WHAT THE TASK REQUIRES: In the data below, restate exactly the lines from the one with "Query: man's short dark hair" to the final line, both included, but not the pictures.

-- begin PROVIDED RECORDS --

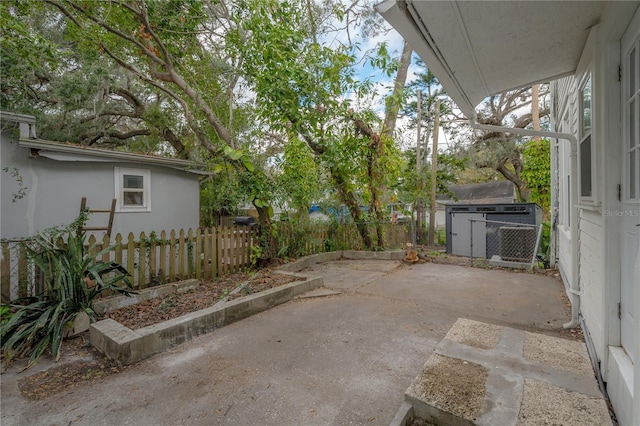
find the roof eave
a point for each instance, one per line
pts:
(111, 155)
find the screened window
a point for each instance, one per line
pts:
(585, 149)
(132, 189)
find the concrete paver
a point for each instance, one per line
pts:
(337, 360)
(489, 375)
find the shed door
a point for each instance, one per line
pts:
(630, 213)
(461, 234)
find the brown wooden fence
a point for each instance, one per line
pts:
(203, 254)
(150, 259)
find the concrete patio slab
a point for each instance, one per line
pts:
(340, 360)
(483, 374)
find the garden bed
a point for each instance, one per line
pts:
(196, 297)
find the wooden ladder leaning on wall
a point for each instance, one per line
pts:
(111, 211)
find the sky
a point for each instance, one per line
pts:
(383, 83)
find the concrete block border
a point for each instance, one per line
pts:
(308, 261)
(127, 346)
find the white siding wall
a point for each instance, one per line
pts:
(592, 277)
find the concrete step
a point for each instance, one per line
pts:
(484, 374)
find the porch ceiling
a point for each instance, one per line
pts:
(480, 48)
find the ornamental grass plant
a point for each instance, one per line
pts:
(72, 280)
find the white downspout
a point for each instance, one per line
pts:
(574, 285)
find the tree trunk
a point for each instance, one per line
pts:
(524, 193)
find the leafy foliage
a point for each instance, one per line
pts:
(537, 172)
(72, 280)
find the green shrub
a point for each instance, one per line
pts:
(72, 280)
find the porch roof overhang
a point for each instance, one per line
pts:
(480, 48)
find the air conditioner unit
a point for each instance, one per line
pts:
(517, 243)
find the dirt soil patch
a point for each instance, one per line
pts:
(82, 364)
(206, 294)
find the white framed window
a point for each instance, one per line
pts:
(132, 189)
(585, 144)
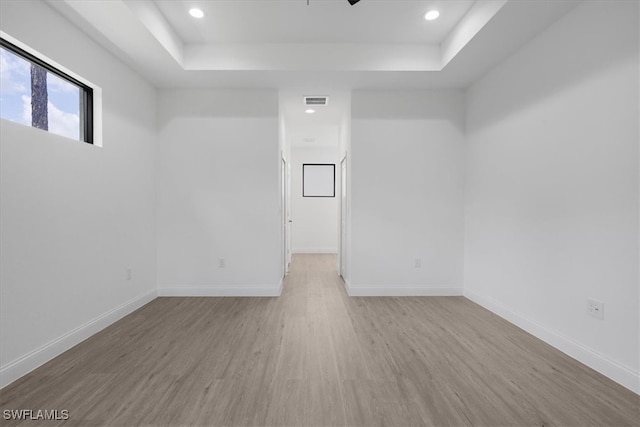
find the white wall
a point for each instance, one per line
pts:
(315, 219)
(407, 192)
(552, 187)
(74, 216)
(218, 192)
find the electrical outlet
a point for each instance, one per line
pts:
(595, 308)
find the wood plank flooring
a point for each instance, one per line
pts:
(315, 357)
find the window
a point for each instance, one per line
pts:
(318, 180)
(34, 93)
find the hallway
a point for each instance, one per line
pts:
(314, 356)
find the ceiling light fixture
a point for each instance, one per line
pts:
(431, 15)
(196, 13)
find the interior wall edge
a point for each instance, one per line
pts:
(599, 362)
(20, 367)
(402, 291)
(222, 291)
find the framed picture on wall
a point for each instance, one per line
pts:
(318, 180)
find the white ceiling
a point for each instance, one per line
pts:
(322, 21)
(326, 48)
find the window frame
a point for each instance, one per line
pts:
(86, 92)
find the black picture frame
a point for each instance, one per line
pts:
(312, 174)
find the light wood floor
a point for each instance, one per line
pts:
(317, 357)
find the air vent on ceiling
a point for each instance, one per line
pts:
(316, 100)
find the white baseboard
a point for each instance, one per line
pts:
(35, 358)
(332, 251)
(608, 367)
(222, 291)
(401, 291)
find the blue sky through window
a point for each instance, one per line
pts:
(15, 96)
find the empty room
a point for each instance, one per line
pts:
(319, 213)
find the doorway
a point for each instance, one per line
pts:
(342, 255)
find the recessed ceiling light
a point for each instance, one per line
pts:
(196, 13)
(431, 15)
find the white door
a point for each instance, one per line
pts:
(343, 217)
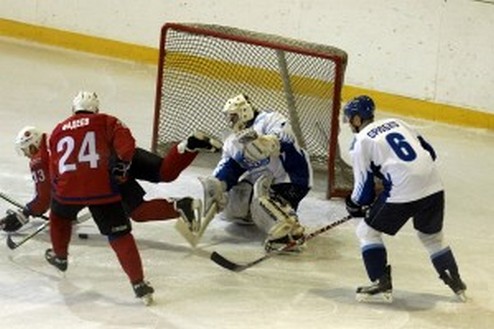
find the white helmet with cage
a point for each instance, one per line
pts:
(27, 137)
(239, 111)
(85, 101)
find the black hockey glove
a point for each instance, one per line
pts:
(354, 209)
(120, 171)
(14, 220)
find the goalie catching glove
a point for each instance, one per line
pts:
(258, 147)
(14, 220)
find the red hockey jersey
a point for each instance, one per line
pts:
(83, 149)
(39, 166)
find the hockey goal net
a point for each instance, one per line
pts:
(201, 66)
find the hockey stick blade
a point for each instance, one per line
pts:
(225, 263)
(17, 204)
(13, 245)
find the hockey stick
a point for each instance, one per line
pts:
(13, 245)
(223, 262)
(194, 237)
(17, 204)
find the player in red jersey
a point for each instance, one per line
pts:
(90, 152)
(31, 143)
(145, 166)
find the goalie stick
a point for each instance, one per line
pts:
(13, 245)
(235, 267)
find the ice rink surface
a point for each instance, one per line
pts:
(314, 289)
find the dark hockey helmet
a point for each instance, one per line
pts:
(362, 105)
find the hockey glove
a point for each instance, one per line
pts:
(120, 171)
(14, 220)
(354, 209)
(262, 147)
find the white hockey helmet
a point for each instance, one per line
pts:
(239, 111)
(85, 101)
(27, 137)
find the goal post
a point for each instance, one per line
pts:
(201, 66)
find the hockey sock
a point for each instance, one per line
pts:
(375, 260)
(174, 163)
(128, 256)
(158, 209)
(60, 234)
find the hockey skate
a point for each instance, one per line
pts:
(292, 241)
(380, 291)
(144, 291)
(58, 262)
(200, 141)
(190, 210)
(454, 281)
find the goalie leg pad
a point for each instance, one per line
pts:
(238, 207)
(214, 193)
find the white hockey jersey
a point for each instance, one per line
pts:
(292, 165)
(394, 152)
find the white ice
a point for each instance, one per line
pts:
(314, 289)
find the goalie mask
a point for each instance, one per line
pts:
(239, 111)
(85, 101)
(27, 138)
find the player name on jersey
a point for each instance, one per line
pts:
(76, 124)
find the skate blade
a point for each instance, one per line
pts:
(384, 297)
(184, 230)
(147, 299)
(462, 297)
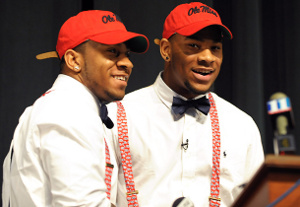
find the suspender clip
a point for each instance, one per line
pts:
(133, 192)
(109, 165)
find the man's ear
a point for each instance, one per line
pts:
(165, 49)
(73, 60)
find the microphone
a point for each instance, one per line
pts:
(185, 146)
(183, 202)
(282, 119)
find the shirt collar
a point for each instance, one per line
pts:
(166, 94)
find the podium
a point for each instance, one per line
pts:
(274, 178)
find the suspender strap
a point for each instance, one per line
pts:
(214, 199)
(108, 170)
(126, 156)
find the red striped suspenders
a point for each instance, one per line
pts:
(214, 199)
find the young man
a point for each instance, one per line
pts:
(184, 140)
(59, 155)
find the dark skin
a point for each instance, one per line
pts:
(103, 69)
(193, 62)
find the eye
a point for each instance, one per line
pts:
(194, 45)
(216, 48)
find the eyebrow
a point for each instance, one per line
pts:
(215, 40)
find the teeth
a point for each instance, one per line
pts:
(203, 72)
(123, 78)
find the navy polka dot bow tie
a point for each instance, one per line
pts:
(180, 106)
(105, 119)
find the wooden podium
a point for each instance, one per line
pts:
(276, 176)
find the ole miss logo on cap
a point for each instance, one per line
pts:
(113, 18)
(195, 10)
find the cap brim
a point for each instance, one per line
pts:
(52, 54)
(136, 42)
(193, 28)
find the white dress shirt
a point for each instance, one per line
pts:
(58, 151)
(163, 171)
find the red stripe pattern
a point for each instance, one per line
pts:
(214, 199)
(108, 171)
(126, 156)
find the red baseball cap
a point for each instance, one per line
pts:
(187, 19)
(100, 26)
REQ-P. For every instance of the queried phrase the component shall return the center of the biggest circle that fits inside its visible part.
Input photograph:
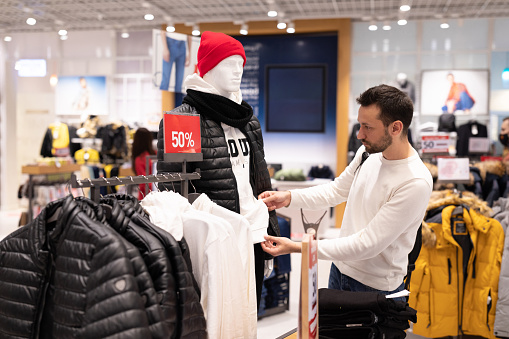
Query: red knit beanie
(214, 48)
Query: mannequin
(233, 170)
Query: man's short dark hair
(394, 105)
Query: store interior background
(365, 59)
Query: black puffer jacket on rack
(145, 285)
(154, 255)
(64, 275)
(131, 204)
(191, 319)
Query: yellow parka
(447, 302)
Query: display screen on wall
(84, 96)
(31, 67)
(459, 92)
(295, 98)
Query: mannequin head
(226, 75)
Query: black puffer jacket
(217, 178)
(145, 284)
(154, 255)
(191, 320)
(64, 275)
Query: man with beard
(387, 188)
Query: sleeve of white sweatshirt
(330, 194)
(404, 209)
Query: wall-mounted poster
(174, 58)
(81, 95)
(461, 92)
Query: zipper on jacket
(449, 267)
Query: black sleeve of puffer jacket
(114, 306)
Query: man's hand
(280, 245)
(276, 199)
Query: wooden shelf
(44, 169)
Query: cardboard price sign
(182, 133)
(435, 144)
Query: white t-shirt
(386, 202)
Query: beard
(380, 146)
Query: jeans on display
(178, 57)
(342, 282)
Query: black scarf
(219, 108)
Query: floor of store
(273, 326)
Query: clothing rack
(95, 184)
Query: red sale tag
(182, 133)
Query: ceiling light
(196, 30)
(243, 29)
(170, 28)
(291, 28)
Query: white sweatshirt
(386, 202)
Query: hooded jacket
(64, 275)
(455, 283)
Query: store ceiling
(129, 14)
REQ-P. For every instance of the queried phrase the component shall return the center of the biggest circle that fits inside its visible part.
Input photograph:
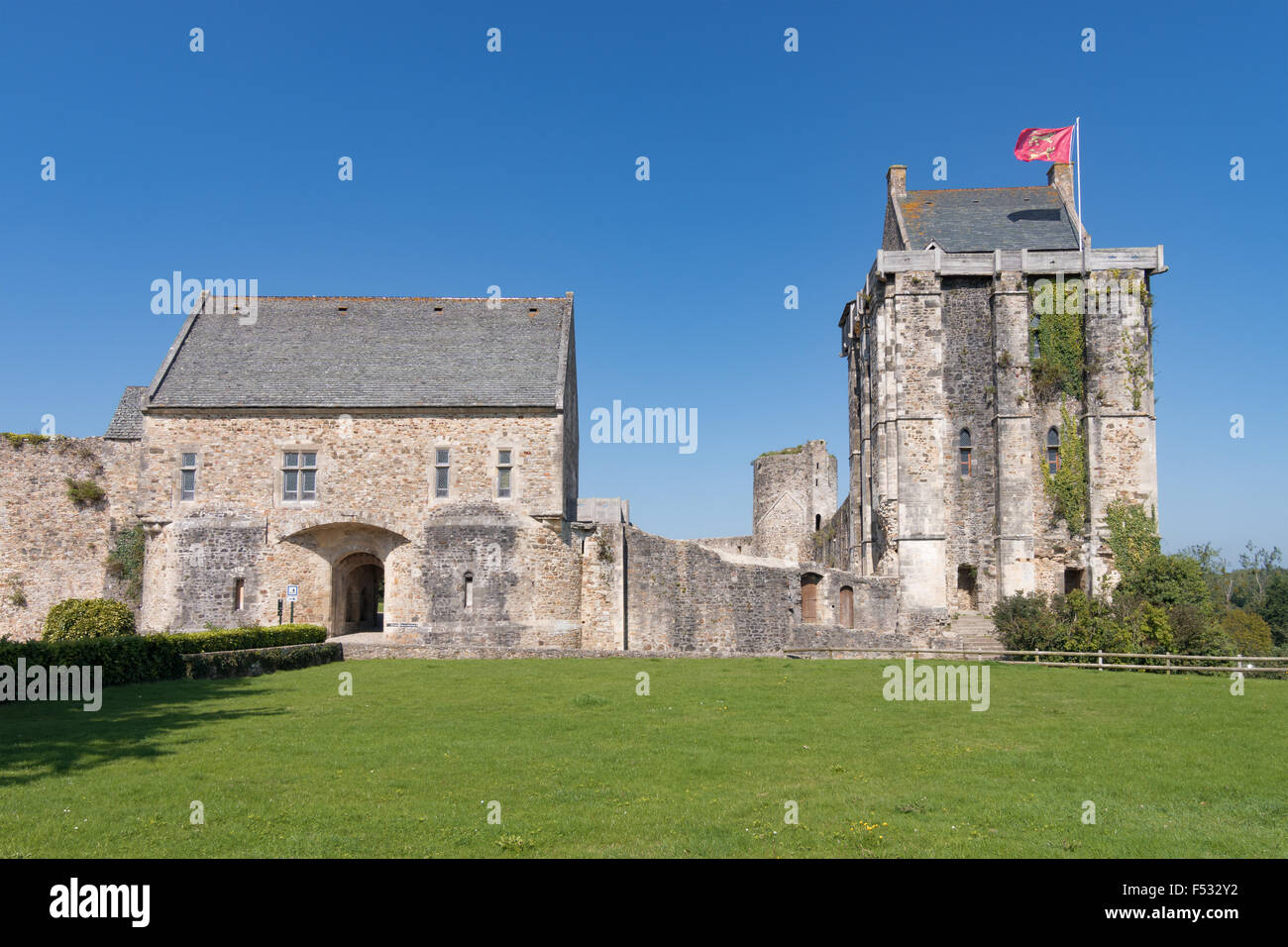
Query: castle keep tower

-- end PROVIDED RECORDS --

THE OUTPUT:
Query: man's short dark hair
(394, 105)
Query: store interior background
(365, 59)
Query: black puffer jacket on rack
(145, 285)
(154, 255)
(64, 275)
(131, 204)
(191, 319)
Query: yellow parka
(447, 302)
Query: display screen on wall
(84, 96)
(31, 67)
(459, 92)
(295, 98)
Query: mannequin head
(226, 75)
Query: black puffer jacket
(217, 178)
(145, 284)
(154, 255)
(191, 320)
(64, 275)
Query: man with beard
(387, 188)
Query: sleeve of white sweatshirt
(330, 194)
(404, 209)
Query: wall-mounted poster
(174, 58)
(81, 95)
(461, 92)
Query: zipper on jacket
(449, 267)
Query: black sleeve of puffer jacket
(114, 306)
Query: man's hand
(280, 245)
(276, 199)
Query: wooden shelf
(44, 169)
Query: cardboard price sign
(182, 133)
(435, 144)
Query: white t-shirt
(386, 202)
Query: beard
(380, 146)
Query: jeans on display
(178, 57)
(342, 282)
Query: black scarf
(219, 108)
Query: floor of store
(273, 326)
Query: clothing rack
(95, 184)
Query: red sale tag
(182, 133)
Query: ceiling light
(196, 30)
(243, 29)
(170, 28)
(291, 28)
Query: white sweatshirt
(386, 202)
Query: hooded jacket
(64, 275)
(455, 283)
Query: store ceiling
(129, 14)
REQ-P. For every instance of the queried phrase the component shall return the center of the biggest circle that fits inside its visible part.
Input photograph:
Query: castle keep tower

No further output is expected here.